> **DOCUMENT EXCERPT**:
Supper, the high-end food delivery business, is seeking to raise £5m in a private equity-backed funding round, just days after delivery app Deliveroo lost billions in market value within minutes of listing in London.
London-based Supper, which delivers food for restaurants including Nobu and Hakkasan, said that it had already raised £1.5m from private investor platform Growthdeck and had venture capital funds lined up to take part in the round.
Peter Georgiou, the company’s founder and chief executive, a former bond trader, said that having been lossmaking until the start of the pandemic, Supper expected to make a “slight profit” on revenues of around £11m in the year to the end of April. It intends to use the funding to expand in London as well as launch internationally in cities such as New York and Dubai.
The company counts Chelsea Football Club and several FTSE 100 chief executives among its 80,000 customers and said it aimed to increase the number of restaurants on its platform from 130 to 300 by the end of 2021. Launched in 2015, it offers food from 15 Michelin-starred chefs and also delivers meal orders from Harrods and Fortnum & Mason.
Demand for takeaway services has spiked during lockdowns as customers turn to delivery apps to order food while restaurants have been closed. But the reliance of restaurants on delivery companies has also put the working practices of these businesses into the spotlight.
Several large fund managers said they planned to shun Deliveroo’s initial public offering after concerns were raised about its treatment of workers. Restaurants have also complained that the three dominant delivery companies — Deliveroo, Just Eat and UberEats — charge punishingly high fees of up to 35 per cent.
Georgiou said that unlike the larger players, Supper treated all of its drivers as salaried employees, paying them an hourly rate of £9 as well as pension and holiday pay.

> **DATA**:
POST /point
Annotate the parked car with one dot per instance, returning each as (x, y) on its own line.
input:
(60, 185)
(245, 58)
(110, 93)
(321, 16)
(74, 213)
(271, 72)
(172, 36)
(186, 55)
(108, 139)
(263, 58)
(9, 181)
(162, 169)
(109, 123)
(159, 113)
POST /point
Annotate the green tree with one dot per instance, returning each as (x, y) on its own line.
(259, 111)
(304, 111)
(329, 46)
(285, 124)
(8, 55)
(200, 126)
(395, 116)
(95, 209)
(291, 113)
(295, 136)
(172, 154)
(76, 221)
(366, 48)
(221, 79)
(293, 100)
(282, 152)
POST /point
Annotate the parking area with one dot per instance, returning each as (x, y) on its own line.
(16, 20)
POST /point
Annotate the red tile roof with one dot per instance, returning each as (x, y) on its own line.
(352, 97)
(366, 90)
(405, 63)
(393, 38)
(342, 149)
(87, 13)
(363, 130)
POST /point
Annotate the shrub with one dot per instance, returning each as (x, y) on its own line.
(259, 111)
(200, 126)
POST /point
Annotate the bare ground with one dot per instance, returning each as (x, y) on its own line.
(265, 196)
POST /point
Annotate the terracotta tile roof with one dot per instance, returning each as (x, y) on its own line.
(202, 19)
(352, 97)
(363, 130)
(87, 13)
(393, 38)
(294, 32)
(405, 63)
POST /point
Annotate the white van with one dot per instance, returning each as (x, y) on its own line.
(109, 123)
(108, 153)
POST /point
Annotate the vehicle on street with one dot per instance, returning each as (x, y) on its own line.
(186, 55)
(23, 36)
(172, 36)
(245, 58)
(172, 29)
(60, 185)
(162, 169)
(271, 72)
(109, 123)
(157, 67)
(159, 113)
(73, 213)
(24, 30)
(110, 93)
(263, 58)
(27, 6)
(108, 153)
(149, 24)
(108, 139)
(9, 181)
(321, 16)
==
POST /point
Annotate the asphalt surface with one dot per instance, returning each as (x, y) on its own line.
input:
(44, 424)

> **TO DO**:
**1)** From the article on Supper, extract the passage starting with "Supper, the high-end" and going on through "in the round.".
**2)** Render this sentence from the article on Supper into Spanish: "Georgiou said that unlike the larger players, Supper treated all of its drivers as salaried employees, paying them an hourly rate of £9 as well as pension and holiday pay."
**3)** According to the article on Supper, which restaurants and stores does the company deliver food or meal orders for? Give every one the article names.

> **EXERCISE RESULTS**:
**1)**
Supper, the high-end food delivery business, is seeking to raise £5m in a private equity-backed funding round, just days after delivery app Deliveroo lost billions in market value within minutes of listing in London.
London-based Supper, which delivers food for restaurants including Nobu and Hakkasan, said that it had already raised £1.5m from private investor platform Growthdeck and had venture capital funds lined up to take part in the round.

**2)** Georgiou dijo que, a diferencia de los actores más grandes, Supper trataba a todos sus conductores como empleados asalariados y les pagaba una tarifa de £9 por hora, así como pensión y vacaciones pagadas.

**3)**
- Nobu
- Hakkasan
- Harrods
- Fortnum & Mason